**VORLIEGENDER TEXT:**
::::::::::

Vor dem Jahreswechsel Die kritischen 2020er Jahre

EU-Staats- und Regierungschefs in Brüssel: Die europäische Identität könnte in den Zwanzigerjahren konkretere Formen annehmen
Foto: Alain JOCARD/ AFPAls das vorvorletzte Jahrzehnt begann, war gerade die Mauer gefallen. Es war offensichtlich, dass große Veränderungen in der Luft lagen. Und tatsächlich brachten die 90er Jahre tiefe Umwälzungen: deutsche Einheit, die Globalisierung, die Popularisierung des Internets.
Als das vorletzte Jahrzehnt begann, stand sogar ein neues Jahrtausend bevor. Viele Hoffnungen verbanden sich damit: Eine "New Economy" versprach sagenhafte Produktivitätszuwächse; dass China und andere diktatorische Staaten sich öffnen und demokratisieren würden, galt als wahrscheinlich. Tatsächlich wurden die 2000er Jahre eine Dekade, die für die Terroranschläge des 11. September 2001, den größten Finanzcrash (2008) seit Generationen und den deutschen Blues im Gedächtnis bleiben wird.

::::::::::

**IHRE AUFGABE:** Erklären Sie anhand des Textes über die 2020er Jahre, warum sich zu Beginn des vorletzten Jahrzehnts viele Hoffnungen ergaben. Nennen Sie auch, worin diese Hoffnungen bestanden.

**BEREITGESTELLTES MATERIAL:**
::::::::::

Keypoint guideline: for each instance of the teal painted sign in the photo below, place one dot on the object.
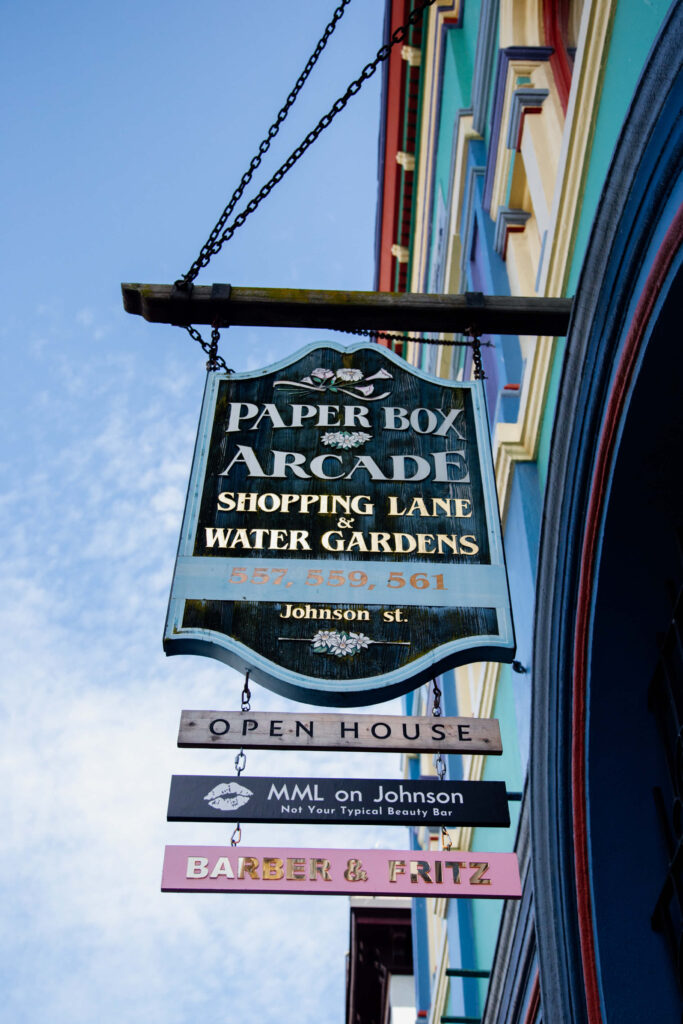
(341, 537)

::::::::::

**SCHRIFTLICHE LÖSUNG:** Die Hoffnungen verbanden sich damit, dass ein neues Jahrtausend bevorstand. Eine „New Economy“ versprach sagenhafte Produktivitätszuwächse. Außerdem galt es als wahrscheinlich, dass China und andere diktatorische Staaten sich öffnen und demokratisieren würden.